- [Texto fornecido]:
↓

Neste sentido, acredito que é possível falar em escolas regionais de futebol, onde os profissionais que atuam em uma determinada região devem considerar diariamente os fatores que norteiam a formação da cultura local, na sua atuação profissional. Por outro lado, o fato de considerarem-se os fatores culturais não quer dizer que toda a metodologia de treinamento e ensino do futebol em determinada região não vai incorporar modelos oriundos de culturas externas.

Quando me refiro a este assunto, quero falar da dificuldade que alguns profissionais encontram para inovar em seus modelos de trabalho quando trazem “coisas novas” oriundas de uma cultura diferente. Vamos ao seguinte exemplo:

Um profissional oriundo de uma região diversa daquela em que ele vai atuar tenta implementar um Modelo de Jogo em que o objetivo principal é recuperar a bola rapidamente e sustentar a posse de bola, entretanto, o Modelo de Jogo consagrado naquele ambiente apesar de objetivar a recuperação da bola rapidamente, também busca que o contra-ataque seja realizado de forma rápida, desconsiderando os riscos de perder a posse de bola de forma precoce.

↑

- [Tarefa proposta]:
Transcreva do texto sobre escolas regionais de futebol o trecho que vai de "Um profissional oriundo" até "de forma precoce.", incluindo esta última parte.

- [Itens de um conjunto de dados de apontamento]:

↓

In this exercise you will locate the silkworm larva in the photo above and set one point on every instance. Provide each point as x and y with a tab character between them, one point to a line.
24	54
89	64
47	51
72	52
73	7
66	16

↑

- [Resposta completa]:
Um profissional oriundo de uma região diversa daquela em que ele vai atuar tenta implementar um Modelo de Jogo em que o objetivo principal é recuperar a bola rapidamente e sustentar a posse de bola, entretanto, o Modelo de Jogo consagrado naquele ambiente apesar de objetivar a recuperação da bola rapidamente, também busca que o contra-ataque seja realizado de forma rápida, desconsiderando os riscos de perder a posse de bola de forma precoce.